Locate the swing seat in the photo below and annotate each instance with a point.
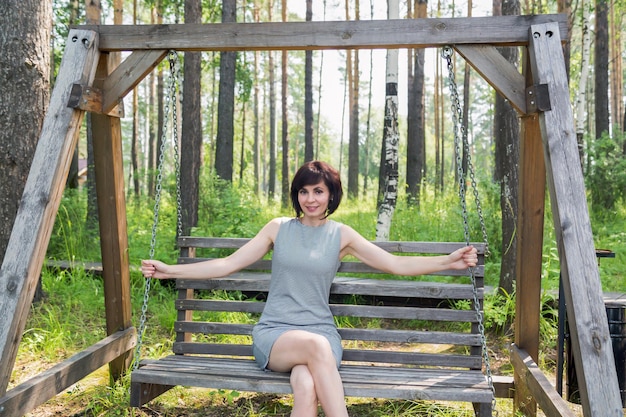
(404, 337)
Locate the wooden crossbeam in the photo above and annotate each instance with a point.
(361, 34)
(34, 221)
(36, 391)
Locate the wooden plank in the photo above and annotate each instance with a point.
(368, 34)
(34, 221)
(497, 71)
(252, 282)
(390, 246)
(109, 170)
(36, 391)
(539, 386)
(127, 75)
(530, 224)
(590, 336)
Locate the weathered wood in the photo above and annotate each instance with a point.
(540, 387)
(356, 34)
(399, 365)
(34, 221)
(34, 392)
(497, 71)
(581, 281)
(530, 224)
(108, 164)
(358, 380)
(90, 99)
(127, 75)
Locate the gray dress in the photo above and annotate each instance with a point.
(304, 264)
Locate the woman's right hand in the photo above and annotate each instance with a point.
(154, 269)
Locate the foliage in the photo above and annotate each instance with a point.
(606, 178)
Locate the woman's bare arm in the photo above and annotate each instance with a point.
(252, 251)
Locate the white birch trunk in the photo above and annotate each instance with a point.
(390, 136)
(581, 99)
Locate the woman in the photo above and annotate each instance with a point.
(296, 332)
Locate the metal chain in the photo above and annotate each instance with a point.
(170, 102)
(459, 136)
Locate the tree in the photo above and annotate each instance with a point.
(308, 93)
(226, 103)
(601, 65)
(191, 143)
(352, 68)
(389, 154)
(506, 132)
(25, 27)
(416, 136)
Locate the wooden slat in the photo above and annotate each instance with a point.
(383, 312)
(369, 335)
(542, 390)
(34, 392)
(385, 34)
(367, 381)
(26, 249)
(251, 282)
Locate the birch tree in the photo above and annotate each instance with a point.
(581, 96)
(391, 138)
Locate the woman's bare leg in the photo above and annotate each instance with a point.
(304, 396)
(298, 347)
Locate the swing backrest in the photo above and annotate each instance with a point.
(424, 321)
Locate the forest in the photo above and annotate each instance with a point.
(233, 127)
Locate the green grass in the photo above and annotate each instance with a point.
(72, 315)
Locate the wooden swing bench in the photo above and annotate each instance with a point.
(389, 351)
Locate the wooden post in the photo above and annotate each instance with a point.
(532, 185)
(586, 313)
(108, 160)
(33, 225)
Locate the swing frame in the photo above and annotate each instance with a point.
(91, 79)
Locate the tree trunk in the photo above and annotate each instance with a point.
(581, 97)
(308, 93)
(506, 132)
(191, 135)
(353, 100)
(601, 64)
(25, 26)
(272, 171)
(224, 146)
(285, 123)
(416, 137)
(390, 138)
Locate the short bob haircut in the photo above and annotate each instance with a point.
(312, 173)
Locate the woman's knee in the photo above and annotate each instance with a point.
(302, 383)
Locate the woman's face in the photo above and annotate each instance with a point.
(313, 200)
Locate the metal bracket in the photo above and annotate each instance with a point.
(538, 98)
(90, 99)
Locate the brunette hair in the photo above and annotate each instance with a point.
(312, 173)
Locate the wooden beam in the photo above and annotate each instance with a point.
(36, 391)
(497, 71)
(90, 99)
(361, 34)
(586, 313)
(44, 187)
(530, 223)
(542, 390)
(127, 75)
(109, 169)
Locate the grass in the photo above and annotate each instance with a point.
(72, 315)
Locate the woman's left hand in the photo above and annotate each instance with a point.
(463, 258)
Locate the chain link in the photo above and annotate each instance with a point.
(170, 102)
(461, 142)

———

WORK TO COMPLETE: Repeat the entries above exactly as written, but not their pictures.

EXERCISE ANSWER:
Locate the swing seat in the photo below and annotate each instance with a point.
(404, 337)
Locate the wooden crossbeam in the photo above and annotate each instance with a point.
(361, 34)
(34, 221)
(36, 391)
Locate the wooden plank in the photo above and annotate each instance with a point.
(368, 34)
(34, 221)
(497, 71)
(252, 282)
(390, 246)
(109, 170)
(36, 391)
(539, 386)
(127, 75)
(530, 224)
(590, 336)
Locate the weathered wood in the photo above and annotate each instance with a point.
(540, 387)
(356, 34)
(399, 365)
(34, 221)
(34, 392)
(497, 71)
(581, 281)
(530, 224)
(108, 164)
(358, 380)
(90, 99)
(127, 75)
Locate the gray dress in the photo above and annotate each instance with a point.
(304, 264)
Locate the woman's right hand in the photo above and annotate each instance with a point.
(154, 269)
Locate the foliage in the photo above and annotate each instance with a point.
(606, 178)
Locate the woman's bare arm in the photo above and annotate each instance with a point.
(252, 251)
Locate the white birch trunk in the photo above and annotate each instance with a point.
(390, 136)
(581, 99)
Locate the woman in the photo above and annotate each instance with a point.
(296, 332)
Locate the metal chain in the photo above and annotate each instance with a point.
(170, 102)
(459, 136)
Locate the tree in the photo above and annotate each instance with a point.
(308, 93)
(226, 103)
(601, 65)
(191, 143)
(352, 68)
(389, 154)
(506, 132)
(25, 27)
(416, 136)
Locate the wooden slat in the photo above and annotate each instance with a point.
(383, 312)
(369, 335)
(542, 390)
(34, 392)
(385, 34)
(367, 381)
(26, 249)
(251, 282)
Locate the birch tree in the photo above and annotate each instance with a point.
(581, 96)
(391, 138)
Locate the woman's bare leg in the photo above and annotate each instance with a point.
(304, 396)
(298, 347)
Locate the swing backrest in the photo above and annotate each instance with a point.
(424, 321)
Locate the forest in the photo above and annotate each instance with a point.
(233, 127)
Locate the green grass in the photo above and annotate each instance with a point.
(72, 315)
Locate the wooden swing bench in the photo above and annotate each instance with a point.
(389, 351)
Locate the wooden post in the photo above and annotate each instance with a point.
(532, 185)
(586, 313)
(108, 160)
(33, 225)
Locate the swing frame in the photo above and annotate each instance with a point.
(91, 79)
Locate the tree trunk in the photo above and annotate each instance with a point.
(581, 97)
(308, 93)
(506, 132)
(191, 135)
(353, 100)
(601, 64)
(25, 26)
(272, 171)
(224, 146)
(285, 123)
(416, 137)
(390, 138)
Locate the short bob haircut in the photo above and annotate each instance with a point.
(312, 173)
Locate the woman's knee in the photo above and annotate each instance with a point.
(302, 383)
Locate the woman's face in the photo above and annotate each instance with a point.
(313, 200)
Locate the metal bracket in the photo above and annotate each instance with a point.
(538, 98)
(90, 99)
Locate the brunette hair in the photo above and annotate each instance with a point.
(312, 173)
Locate the wooden beam in the photo above and annotate each instance with a point.
(36, 391)
(497, 71)
(90, 99)
(361, 34)
(586, 313)
(44, 187)
(530, 223)
(542, 390)
(127, 75)
(109, 169)
Locate the grass in the photo above and annotate each instance with a point.
(72, 315)
Locate the woman's left hand in the photo above and annotate each instance with a point.
(463, 258)
Locate the chain link in the photo above and annotate each instance with a point.
(170, 102)
(461, 142)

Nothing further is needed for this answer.